Saved entries:
● ● ●
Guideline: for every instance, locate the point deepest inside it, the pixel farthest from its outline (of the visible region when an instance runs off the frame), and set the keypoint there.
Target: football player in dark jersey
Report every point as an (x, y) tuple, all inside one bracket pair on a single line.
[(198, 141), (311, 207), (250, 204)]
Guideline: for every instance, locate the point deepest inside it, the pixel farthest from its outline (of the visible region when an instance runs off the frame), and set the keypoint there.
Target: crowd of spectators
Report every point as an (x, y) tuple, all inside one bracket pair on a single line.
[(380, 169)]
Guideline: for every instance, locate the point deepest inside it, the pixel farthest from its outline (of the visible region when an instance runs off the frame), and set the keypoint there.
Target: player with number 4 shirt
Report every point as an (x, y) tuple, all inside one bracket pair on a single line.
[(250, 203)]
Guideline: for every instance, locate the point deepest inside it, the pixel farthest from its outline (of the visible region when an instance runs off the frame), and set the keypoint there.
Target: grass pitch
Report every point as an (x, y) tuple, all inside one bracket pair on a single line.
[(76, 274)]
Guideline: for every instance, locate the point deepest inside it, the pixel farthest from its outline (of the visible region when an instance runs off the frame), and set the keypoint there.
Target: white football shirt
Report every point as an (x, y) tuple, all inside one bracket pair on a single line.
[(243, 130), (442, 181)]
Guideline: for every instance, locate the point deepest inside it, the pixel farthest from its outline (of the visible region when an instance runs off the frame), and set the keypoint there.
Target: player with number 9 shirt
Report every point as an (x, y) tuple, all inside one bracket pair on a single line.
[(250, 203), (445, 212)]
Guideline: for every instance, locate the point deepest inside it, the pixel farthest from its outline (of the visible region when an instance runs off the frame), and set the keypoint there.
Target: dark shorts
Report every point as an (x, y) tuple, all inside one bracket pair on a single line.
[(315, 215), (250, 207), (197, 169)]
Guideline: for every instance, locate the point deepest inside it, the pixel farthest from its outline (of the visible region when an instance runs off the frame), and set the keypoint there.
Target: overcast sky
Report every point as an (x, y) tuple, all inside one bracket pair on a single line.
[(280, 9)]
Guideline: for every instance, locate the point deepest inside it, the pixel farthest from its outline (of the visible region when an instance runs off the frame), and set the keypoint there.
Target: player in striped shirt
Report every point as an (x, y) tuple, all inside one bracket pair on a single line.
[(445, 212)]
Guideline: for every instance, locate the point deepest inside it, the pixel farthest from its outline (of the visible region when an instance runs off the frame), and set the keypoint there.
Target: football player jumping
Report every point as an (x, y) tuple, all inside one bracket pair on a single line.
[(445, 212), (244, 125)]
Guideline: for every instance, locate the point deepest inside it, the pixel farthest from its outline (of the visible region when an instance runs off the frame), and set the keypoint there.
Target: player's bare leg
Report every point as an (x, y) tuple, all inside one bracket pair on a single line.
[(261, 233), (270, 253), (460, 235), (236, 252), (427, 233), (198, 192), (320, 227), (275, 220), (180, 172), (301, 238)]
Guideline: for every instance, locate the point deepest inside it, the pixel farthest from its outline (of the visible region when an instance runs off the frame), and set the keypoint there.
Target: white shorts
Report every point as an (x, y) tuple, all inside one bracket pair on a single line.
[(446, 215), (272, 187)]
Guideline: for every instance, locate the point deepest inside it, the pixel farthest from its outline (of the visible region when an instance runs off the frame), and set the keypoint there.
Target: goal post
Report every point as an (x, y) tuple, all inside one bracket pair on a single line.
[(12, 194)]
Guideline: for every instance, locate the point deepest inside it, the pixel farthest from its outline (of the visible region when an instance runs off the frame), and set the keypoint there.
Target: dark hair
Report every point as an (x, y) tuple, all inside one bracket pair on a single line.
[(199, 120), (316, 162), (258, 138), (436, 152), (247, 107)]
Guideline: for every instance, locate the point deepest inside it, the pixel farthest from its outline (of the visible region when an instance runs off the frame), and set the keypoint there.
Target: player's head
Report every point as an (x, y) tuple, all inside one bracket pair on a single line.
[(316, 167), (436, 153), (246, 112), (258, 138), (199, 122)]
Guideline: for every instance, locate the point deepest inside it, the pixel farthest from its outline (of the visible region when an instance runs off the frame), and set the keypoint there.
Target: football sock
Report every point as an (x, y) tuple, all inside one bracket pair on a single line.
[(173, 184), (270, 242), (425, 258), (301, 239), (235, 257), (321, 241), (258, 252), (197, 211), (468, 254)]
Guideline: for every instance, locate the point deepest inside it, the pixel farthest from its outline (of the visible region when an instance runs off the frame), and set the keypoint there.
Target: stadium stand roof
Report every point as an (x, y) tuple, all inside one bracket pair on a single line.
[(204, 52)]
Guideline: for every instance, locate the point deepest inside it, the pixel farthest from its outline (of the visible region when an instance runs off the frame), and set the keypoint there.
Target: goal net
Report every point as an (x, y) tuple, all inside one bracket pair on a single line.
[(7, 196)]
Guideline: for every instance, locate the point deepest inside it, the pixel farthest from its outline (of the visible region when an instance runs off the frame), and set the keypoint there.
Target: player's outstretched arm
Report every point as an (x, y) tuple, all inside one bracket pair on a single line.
● ● ●
Assigned task: The data is to be given again in full, with every line exact.

Output of the task:
Guideline: for every instance, locate the point deepest inside it, the pixel farthest from its outline (of the visible region when an instance runs off the frame), and set the keypoint there.
Target: football player in dark jersey
Report every point as an (x, y) tuple, all inside one bracket pair on a single line.
[(198, 141), (311, 207), (250, 204)]
Guideline: for every instance, locate the point deepest inside it, the pixel farthest from its outline (of the visible region when an instance runs off the frame), and set the keypoint there.
Target: crowd of spectators
Report every point as an (x, y) tuple, all inside one bracket pair on a single line.
[(380, 169)]
Guideline: for every instance, locate the point deepest inside it, the pixel farthest from its outline (of the visible region when an instance runs off the frame), and set the keypoint there.
Target: player with number 4 shirt
Report every point as an (x, y) tuple, all inside one bracket pair on a single line.
[(250, 203)]
Guideline: for every instance, locate the point deepest inside it, the pixel farthest from its outline (of the visible region when an instance runs off the frame), and set the keypoint there.
Target: grass pitch
Report every point as an (x, y) tuple, all inside one bracket pair on a single line.
[(76, 274)]
Guideline: for every instance, locate the point deepest inside it, the pixel farthest from its outline (of the visible region when an instance runs off the frame), and set the keypoint there.
Target: white football shirt
Report every point as an (x, y) tuple, all inside one bracket pair on a single line.
[(243, 130), (442, 181)]
Guideline: for every instance, locate the point deepest inside it, the pixel farthest from its outline (of the visible region when an instance runs off the frame), and set the keypoint there.
Target: player with number 9 shirt
Report every point as an (x, y) tuple, all inside one bracket pair on a single line.
[(250, 203), (445, 212)]
Guideline: for every instance, locate the point deepest inside it, the pixel farthest from its outline (of the visible region when an instance runs off the frame), and set the keypoint there.
Target: dark shorts
Report every point as an (x, y) tuple, all inside one bracket pair on a single line.
[(315, 215), (250, 207), (197, 169)]
Guideline: for every instance, locate the point deepest inside it, the pixel farthest from its outline (of the visible region when an instance runs off the frame), and set the keypoint there.
Target: overcast sky
Report every point as an (x, y) tuple, all inside one bracket pair on a single line.
[(280, 9)]
Guideline: for every instance, locate the point deepest inside it, the pixel farthest from its outline (of the visible region when an instance runs off the frame), and set the keypoint there.
Target: player in striped shirt
Report every point as an (x, y) tuple, all inside one bracket pair on a single line.
[(445, 212)]
Guideline: for every instance, locate the point deepest inside it, the pixel farthest from its outline (of the visible region when an instance runs off the frame), and set the keypoint there.
Target: football player jumping
Report every point as an (x, y) tuple, all inside one bracket pair on a single line.
[(445, 212), (244, 125)]
Guideline: for every instance, locate the point deepest inside it, the pixel farthest from its outline (of the visible region when an instance runs off the frame), and set the keypoint there.
Target: player's bare leg
Report every point as an (x, y) tuple, all inside one bracket pair on a single line.
[(261, 233), (270, 253), (460, 235), (236, 252), (427, 233), (198, 192), (320, 227), (275, 220), (180, 172), (301, 238)]
Guideline: for every instance, locate the point deepest inside it, the pixel farthest from its outline (of the visible region when an instance runs off the frame), and set the keypoint there.
Target: white shorts
Report every point as an (x, y) tuple, all inside one bracket pair on a single line.
[(446, 215), (272, 187)]
Guideline: for every instance, locate the point deepest inside it, the pixel farthest from its outline (of the visible region when an instance runs off the frame), and set the keypoint there.
Target: goal post
Report every point as an (x, y) tuple, all inside one bracket pair on a single line.
[(12, 194)]
Guideline: for every instance, locate the point deepest inside it, the pixel farthest from its outline (of the visible region when an instance runs off the frame), and set the keypoint there.
Target: dark hair
Report every point as an (x, y) tuple, all inside one bracket pair on a single line.
[(199, 120), (316, 162), (258, 138), (436, 152), (247, 107)]
Guideline: for every instance, locate the point deepest inside it, the pixel farthest from its outline (of the visible region when an instance runs off the frame), and set the keypoint there.
Target: player's head
Report every point as an (x, y) tuple, all inside one bracket pair on a single line.
[(316, 167), (436, 153), (246, 112), (258, 138), (199, 122)]
Guideline: for every instance, locate the point deepest inside it, the pixel farthest from its outline (of the visible region when an instance runs off the frame), and set the keypoint there.
Target: football sock
Report every point as an (x, y) tuple, all inside one bracket pair on a single line.
[(173, 184), (270, 242), (425, 258), (301, 239), (235, 257), (321, 241), (258, 252), (197, 211), (468, 254)]
Guideline: for every instance, locate the point deepest inside it, the pixel farthest from its outline (of the visible region when an instance runs off the frame), and set the keypoint there.
Target: stadium stand roof
Report every point as an (x, y) tuple, all inside one bracket pair on a single line.
[(204, 52)]
Guideline: for every instance, locate the point deepest inside it, the pixel farthest from its outline (of the visible region when an instance runs off the frame), and set the keypoint there.
Target: goal net
Report every point as an (x, y) tuple, all inside one bracket pair on a single line.
[(7, 196)]
Guideline: for every instance, locate the point deepest inside it, the pixel farthest from its outline (of the visible region when an instance runs off the frame), and set the keypoint there.
Target: player's outstretched arm
Report every point as an (x, y) tuple, all inside one bracket pair on a single line.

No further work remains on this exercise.